What the task asks: Return the entries below verbatim. Pictures stay out.

Point labeling dataset excerpts:
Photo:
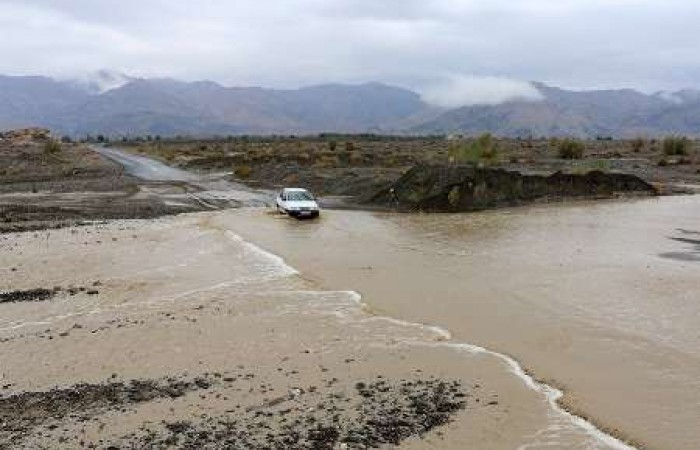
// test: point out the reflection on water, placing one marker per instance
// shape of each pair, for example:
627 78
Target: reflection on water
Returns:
693 248
585 295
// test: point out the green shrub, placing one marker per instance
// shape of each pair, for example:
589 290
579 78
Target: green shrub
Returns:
676 146
570 149
637 145
52 146
242 171
483 148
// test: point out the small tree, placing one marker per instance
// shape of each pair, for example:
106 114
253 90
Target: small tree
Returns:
676 146
52 146
570 149
481 149
637 145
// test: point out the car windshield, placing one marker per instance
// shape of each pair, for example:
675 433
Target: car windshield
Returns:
299 196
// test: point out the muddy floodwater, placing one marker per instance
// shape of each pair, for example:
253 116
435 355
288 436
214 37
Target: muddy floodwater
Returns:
245 327
599 299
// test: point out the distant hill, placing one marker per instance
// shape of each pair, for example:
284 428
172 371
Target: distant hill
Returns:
617 113
117 105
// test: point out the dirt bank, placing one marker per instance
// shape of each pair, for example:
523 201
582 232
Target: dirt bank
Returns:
45 183
457 188
355 166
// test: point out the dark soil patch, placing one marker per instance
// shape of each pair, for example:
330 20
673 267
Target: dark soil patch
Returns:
21 414
31 295
383 413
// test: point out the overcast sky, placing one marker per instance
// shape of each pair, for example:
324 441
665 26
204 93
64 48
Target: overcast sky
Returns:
436 46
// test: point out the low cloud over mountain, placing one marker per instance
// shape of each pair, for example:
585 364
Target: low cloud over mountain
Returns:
118 105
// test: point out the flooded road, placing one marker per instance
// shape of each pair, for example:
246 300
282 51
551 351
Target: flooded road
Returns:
209 190
599 299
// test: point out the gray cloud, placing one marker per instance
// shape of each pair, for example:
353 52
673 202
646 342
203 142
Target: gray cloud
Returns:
648 44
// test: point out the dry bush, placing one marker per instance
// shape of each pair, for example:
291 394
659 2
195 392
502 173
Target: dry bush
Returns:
638 145
676 146
243 171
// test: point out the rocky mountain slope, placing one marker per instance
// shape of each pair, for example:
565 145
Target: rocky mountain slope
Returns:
131 106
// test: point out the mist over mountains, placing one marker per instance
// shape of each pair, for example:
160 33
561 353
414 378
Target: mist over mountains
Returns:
117 105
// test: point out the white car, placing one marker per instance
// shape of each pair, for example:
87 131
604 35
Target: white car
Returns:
297 202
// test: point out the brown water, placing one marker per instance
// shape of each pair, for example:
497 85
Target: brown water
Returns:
602 300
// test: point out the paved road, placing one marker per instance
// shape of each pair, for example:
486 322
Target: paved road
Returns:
211 191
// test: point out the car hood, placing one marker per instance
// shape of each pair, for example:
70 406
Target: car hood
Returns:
302 204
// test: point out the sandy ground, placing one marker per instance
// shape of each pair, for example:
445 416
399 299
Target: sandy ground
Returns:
251 349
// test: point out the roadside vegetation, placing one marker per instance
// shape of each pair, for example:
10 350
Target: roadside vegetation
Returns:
570 149
481 151
339 164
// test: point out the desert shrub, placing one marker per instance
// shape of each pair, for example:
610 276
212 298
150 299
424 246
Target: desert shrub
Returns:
355 158
52 146
327 161
483 148
637 145
674 145
243 171
570 149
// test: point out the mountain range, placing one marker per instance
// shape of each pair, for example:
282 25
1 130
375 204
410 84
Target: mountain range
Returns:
117 105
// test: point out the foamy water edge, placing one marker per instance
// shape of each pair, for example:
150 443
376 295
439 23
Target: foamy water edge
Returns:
551 394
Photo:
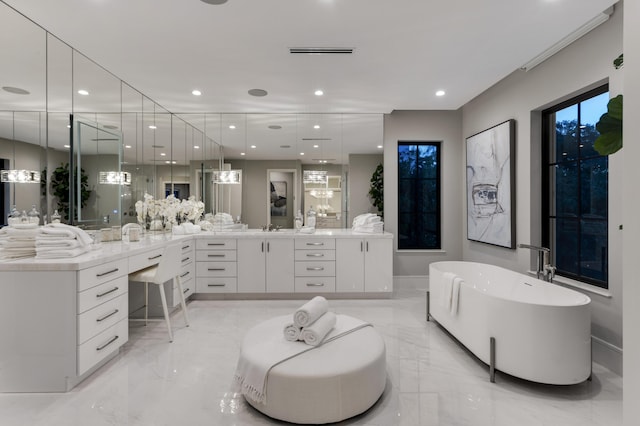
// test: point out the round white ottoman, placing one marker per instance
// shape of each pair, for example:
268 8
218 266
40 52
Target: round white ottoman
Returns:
334 381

Solution:
Photo:
// test: point out the reflection on water, placing one marker per instance
// shape of each pair, for example:
627 78
Target: reflection on water
Returns:
693 248
585 295
// test: point out the green shrub, placing one marker per instance
// shape of each pair, for example:
589 290
579 78
Target: green shrub
Returns:
676 146
570 149
637 145
52 146
242 171
483 148
// test: point out the small tree, placing one marker per instance
// shape of each pair, for example:
106 114
253 90
Target: small tree
Returns:
676 146
52 146
570 149
481 149
637 145
// test: point out the car windshield, placing one marker per instance
// shape of each pair, for example:
675 433
Target: car windshield
Returns:
299 196
// test: point out the muddy floodwater, placing one marker per instance
// shape of each pair, for example:
253 116
435 355
288 436
214 37
Target: muddy floodwater
Returns:
245 327
599 299
// test: point out the distant hill, placing one marker per instance
// shape of each pair, for example:
284 428
172 371
Target: distant hill
Returns:
617 113
117 105
// test: point out the dirt bank, placing one marker per instance
// shape of each pair, for example:
523 201
582 232
Target: dirt bank
Returns:
45 183
457 188
355 166
// test: point out the dark soil patch, placing one marker per instance
// shape of each pair, for example:
330 20
673 267
Target: dark soil patch
Returns:
21 414
31 295
383 413
// test: point out the overcast sky, placing one marker per instance
// shape of each pair, for example:
324 441
665 26
204 93
64 48
Target: overcast sky
Returns:
436 46
// test: point out the low cloud over mountain, placing one marker per instance
// shape of each pair, for example:
585 364
Target: low cloud over mountain
Returns:
118 105
// test: point out the flooded road, placing one marker per instance
// shape of each pair, for example:
246 300
282 51
551 351
Target: flooded road
Returns:
209 190
599 299
// test: point out the gray cloud, placing one marker per instance
// shape of each pair, for example:
353 52
673 202
646 342
203 142
Target: gray cloud
Returns:
648 44
// test: point out the dry bush, placing one marker per instance
// shape of each pair, for example:
291 394
659 2
195 392
502 173
Target: dry bush
Returns:
638 145
676 146
243 171
// test: point out the rocky mountain slope, placing one marker per instance
// shape of each pair, for example:
565 145
Target: rocky mountain slope
Returns:
131 106
// test: point out the mist over mountains, placing one marker per instance
// shape of each pair, for example:
160 33
561 353
414 378
Target: mist over mountains
Returns:
117 105
// test: point out the white car, placing one marker per instance
// shape of each pair, for example:
87 131
604 35
Target: white car
Returns:
297 202
// test: point out the brown water, placing one marker per instance
// shape of each pair, for example:
497 85
Target: brown water
Returns:
602 300
// test: point out the paved road, placing one marker per instance
// shape of each pair, for example:
486 322
Target: paved road
Returns:
211 191
// test: point out the car hood, placing one marker per instance
// shape of each pair, for example:
70 406
Target: car hood
Returns:
302 204
// test: point out the sandy ground, placing one marker per instance
// shape of each pair, for example:
445 416
399 299
Target: sandy ground
Returns:
251 349
// test: point out the roadside vegetation, placing one marker per instance
// shape of each pair, for example:
10 350
Target: roadside vegetation
Returns:
570 149
481 151
339 164
// test: point out the desert shrub, placing one marker per instance
// shape of each pair, for example:
610 276
212 298
150 299
424 246
Target: desert shrub
Returns:
355 158
52 146
327 161
483 148
637 145
674 145
243 171
570 149
// test: point out the mountain range, placing one marker per instance
// shape of each pair, for example:
282 25
1 130
375 204
410 84
Target: mountain range
Returns:
117 105
// test: point out the foamy water edge, placing one marker per instance
// shape of each pair, for example:
150 443
376 295
439 23
Target: foamy water edge
Returns:
551 394
Photo:
// test: point out the round white ottoman, placing one marker per instance
// shape of each pair, for example:
268 8
218 266
40 52
Target: round white ottoman
Returns:
334 381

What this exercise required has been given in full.